**Exercise text**

—————

Irenic. Adj: favoring, conducive to, or operating toward peace, moderation, or conciliation. Notes from a Politics and Economics undergraduate just back from somewhere in the MidWest. "You said you were going to Ohio? Where the Hell's that?"

Wednesday, October 15, 2008

Patricia Bozell (née Buckley), 1927-2008, Requiescat in pace

Somehow, despite reading the Washington Post every day this summer, I failed to notice the passing of a great lady. Mrs Patricia Bozell was the wife of L. Brent Bozell, Jnr. and sister of arguably the most important American conservative of the 20th century, William F. Buckley, Jnr., Bozell's best friend at Yale. According to the obituary, Mrs Bozell wasn't scared of rolling up her sleeves to defend the Faith:

Mrs. Bozell was less public than many in her family, but in March 1971 she attracted press attention with an attempted physical confrontation with radical feminist Ti-Grace Atkinson at a Catholic University forum.
Before an audience of 800, Atkinson said the Virgin Mary was more "used" than if she had participated in a sexual conception.
"I can't let her say that," Mrs. Bozell yelled, as she ran toward Atkinson and tried to slap her. Her hand struck a microphone.
Afterward, Mrs. Bozell told The Washington Post: "If it comes down to violence for social protest, I do believe in it if there's adequate provocation. I went in there, heard blasphemy and acted."


Brent Bozell, along with William F. and James Buckley, led early efforts to stop the murder of innocent children by the fashionable procedure of abortion. The following is from Rick Perlstein's excellent new book, "Nixonland: the Rise of a President and the Fracturing of America", which I'm reading at the moment.

In 1970, when National Review co-founder L. Brent Bozell Jr's group Los Hijos de Tormenta—Sons of Thunder, after the Spanish fascists—learned that George Washington University hospital was performing abortions they marched there in khaki uniforms and red berets, carrying Papal flags and rosaries: "America...you are daggering to death your unborn tomorrow," a priest intoned. "The very cleanliness of your sterilized murder factories gives off the stench of death." They smashed a plate glass window in the ensuing scuffle with security guards.

Monday, October 6, 2008

Did the Millennium Bug help cause the Credit Crunch?

The view that the Credit Crunch is all a bit hyped up, like Bird Flu and the "Millennium Bug", is common at the moment, not least in the US House of Representatives. But the FT's John Authers, writing in Saturday's "Long View" column makes a substantive link between Y2K and the current financial crisis:

Other long-ago technical decisions now loom large. When computers were in their infancy, programmers saved space by feeding only the last two digits of the year into computers’ clocks; that prompted widespread fear that the world’s computer infrastructure would collapse at the turn of the millennium; that prompted the Federal Reserve and other central banks to flood the market with cheap money, just in case; that fuelled the boom and bust in technology stocks; that prompted fears of a downturn and led to even cheaper money from the Fed; and that made all kinds of manoeuvrings in the credit market possible that would not have made sense had base rates been higher. We are learning about the consequences of that one too.

—————

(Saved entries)
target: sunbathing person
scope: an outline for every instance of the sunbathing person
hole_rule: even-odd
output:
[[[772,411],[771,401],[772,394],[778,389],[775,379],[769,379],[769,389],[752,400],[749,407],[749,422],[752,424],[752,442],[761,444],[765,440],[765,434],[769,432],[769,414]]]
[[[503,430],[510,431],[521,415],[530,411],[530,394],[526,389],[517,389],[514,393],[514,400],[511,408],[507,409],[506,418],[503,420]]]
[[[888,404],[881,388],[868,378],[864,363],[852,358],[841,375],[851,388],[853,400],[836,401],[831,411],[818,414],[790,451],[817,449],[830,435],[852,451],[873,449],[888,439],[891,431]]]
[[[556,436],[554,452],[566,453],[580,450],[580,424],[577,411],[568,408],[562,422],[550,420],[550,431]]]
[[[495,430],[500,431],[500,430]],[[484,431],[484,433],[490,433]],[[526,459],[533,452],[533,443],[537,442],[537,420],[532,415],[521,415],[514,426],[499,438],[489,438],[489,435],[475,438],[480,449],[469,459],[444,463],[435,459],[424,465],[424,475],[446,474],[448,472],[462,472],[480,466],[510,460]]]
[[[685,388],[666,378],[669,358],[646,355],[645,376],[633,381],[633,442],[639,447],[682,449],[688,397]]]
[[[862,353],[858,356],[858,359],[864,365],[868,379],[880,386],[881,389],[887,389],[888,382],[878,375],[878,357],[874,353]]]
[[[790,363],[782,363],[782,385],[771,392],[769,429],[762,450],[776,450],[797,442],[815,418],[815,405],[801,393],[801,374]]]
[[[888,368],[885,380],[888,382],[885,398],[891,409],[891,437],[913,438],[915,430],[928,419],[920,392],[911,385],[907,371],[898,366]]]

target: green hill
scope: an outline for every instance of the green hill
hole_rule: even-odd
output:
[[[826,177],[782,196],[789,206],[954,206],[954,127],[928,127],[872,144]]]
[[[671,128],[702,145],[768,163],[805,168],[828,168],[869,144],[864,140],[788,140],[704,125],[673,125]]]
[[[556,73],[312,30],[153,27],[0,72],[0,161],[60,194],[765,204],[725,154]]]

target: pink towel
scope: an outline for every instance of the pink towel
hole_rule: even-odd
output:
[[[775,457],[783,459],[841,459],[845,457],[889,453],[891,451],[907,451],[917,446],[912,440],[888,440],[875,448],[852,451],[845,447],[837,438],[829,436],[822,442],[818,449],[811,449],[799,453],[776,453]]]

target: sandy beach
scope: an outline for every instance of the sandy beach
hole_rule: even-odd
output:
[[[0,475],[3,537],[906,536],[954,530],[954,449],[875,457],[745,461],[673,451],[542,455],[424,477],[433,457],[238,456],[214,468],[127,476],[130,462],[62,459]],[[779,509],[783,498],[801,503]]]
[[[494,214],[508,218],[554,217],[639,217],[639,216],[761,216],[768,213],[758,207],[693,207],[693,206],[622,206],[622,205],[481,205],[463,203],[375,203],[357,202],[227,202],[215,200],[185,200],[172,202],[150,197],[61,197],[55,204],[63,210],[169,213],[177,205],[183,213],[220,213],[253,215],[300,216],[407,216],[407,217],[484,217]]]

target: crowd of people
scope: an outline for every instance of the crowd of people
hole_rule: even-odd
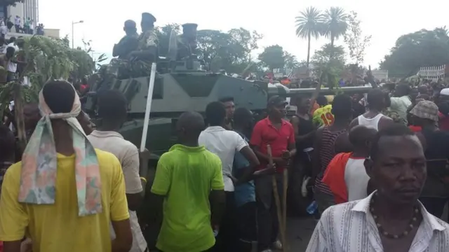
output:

—————

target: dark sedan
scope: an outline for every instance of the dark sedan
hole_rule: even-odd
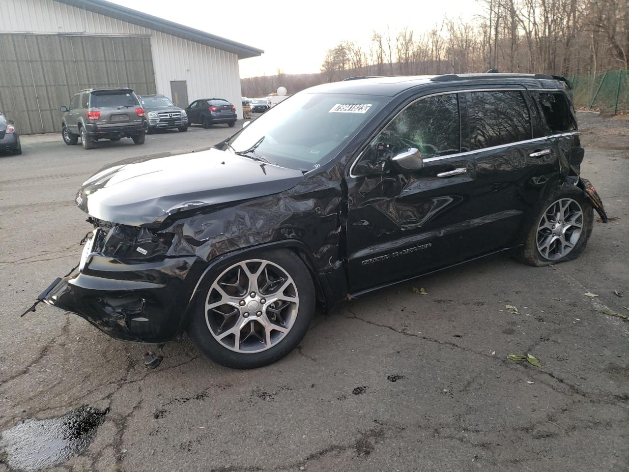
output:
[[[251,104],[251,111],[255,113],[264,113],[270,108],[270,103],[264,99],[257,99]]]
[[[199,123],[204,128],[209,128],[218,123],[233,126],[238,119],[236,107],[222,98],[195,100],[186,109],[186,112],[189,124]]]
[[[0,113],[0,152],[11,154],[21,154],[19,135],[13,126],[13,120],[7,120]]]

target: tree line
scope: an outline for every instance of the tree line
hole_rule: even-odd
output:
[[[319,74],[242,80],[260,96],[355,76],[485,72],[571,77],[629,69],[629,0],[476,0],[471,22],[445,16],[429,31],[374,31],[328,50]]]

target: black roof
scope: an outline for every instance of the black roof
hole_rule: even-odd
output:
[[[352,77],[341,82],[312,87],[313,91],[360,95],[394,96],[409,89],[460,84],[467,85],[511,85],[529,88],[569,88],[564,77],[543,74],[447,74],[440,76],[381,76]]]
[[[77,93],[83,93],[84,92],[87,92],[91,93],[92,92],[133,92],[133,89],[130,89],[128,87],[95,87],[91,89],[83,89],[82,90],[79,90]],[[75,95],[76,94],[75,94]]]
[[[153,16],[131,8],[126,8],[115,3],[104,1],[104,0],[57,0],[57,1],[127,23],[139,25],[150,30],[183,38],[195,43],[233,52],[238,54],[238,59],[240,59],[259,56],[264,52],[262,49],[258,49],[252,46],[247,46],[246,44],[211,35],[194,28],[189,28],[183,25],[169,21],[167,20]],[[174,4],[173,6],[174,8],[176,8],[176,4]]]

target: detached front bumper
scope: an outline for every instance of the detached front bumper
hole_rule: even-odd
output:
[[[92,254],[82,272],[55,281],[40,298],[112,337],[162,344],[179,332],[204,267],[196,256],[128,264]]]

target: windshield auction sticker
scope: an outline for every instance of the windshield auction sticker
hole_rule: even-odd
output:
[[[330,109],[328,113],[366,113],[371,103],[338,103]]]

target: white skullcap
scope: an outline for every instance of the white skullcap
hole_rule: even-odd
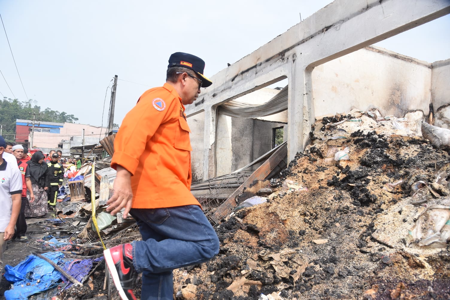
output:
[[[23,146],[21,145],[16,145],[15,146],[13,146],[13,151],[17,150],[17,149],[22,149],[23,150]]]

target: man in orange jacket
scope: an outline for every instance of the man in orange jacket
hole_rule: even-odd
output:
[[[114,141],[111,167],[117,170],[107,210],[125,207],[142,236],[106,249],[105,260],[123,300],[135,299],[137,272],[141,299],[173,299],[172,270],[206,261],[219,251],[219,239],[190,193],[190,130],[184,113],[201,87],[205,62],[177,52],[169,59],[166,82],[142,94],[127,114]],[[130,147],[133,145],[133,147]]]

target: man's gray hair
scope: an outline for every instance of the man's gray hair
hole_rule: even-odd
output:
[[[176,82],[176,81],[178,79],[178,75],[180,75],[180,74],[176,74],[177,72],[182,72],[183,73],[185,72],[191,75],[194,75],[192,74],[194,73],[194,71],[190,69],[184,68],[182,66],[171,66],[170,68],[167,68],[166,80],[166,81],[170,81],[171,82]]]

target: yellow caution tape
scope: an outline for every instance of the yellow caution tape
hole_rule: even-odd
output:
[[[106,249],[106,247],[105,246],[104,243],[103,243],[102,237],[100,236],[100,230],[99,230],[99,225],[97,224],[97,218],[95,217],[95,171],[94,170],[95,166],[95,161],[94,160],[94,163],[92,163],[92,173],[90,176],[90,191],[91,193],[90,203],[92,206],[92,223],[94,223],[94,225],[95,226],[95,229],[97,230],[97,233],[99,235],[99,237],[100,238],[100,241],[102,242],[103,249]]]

—————

**Required work**
1. According to the blog text, how many people were in the audience when Atkinson spoke at the Catholic University forum?
2. Repeat the blog text from "Brent Bozell, along" up to and including "with security guards.".
3. Decide whether each statement agrees with the blog text: (a) Patricia Bozell was the sister of William F. Buckley, Jnr. (b) Mrs. Bozell's hand struck Atkinson. (c) The Sons of Thunder marched in green uniforms.

**Activity answers**
1. 800

2.
Brent Bozell, along with William F. and James Buckley, led early efforts to stop the murder of innocent children by the fashionable procedure of abortion. The following is from Rick Perlstein's excellent new book, "Nixonland: the Rise of a President and the Fracturing of America", which I'm reading at the moment.

In 1970, when National Review co-founder L. Brent Bozell Jr's group Los Hijos de Tormenta—Sons of Thunder, after the Spanish fascists—learned that George Washington University hospital was performing abortions they marched there in khaki uniforms and red berets, carrying Papal flags and rosaries: "America...you are daggering to death your unborn tomorrow," a priest intoned. "The very cleanliness of your sterilized murder factories gives off the stench of death." They smashed a plate glass window in the ensuing scuffle with security guards.

3.
(a) Yes: "sister of arguably the most important American conservative of the 20th century, William F. Buckley, Jnr."
(b) No: "Her hand struck a microphone."
(c) No: "they marched there in khaki uniforms and red berets"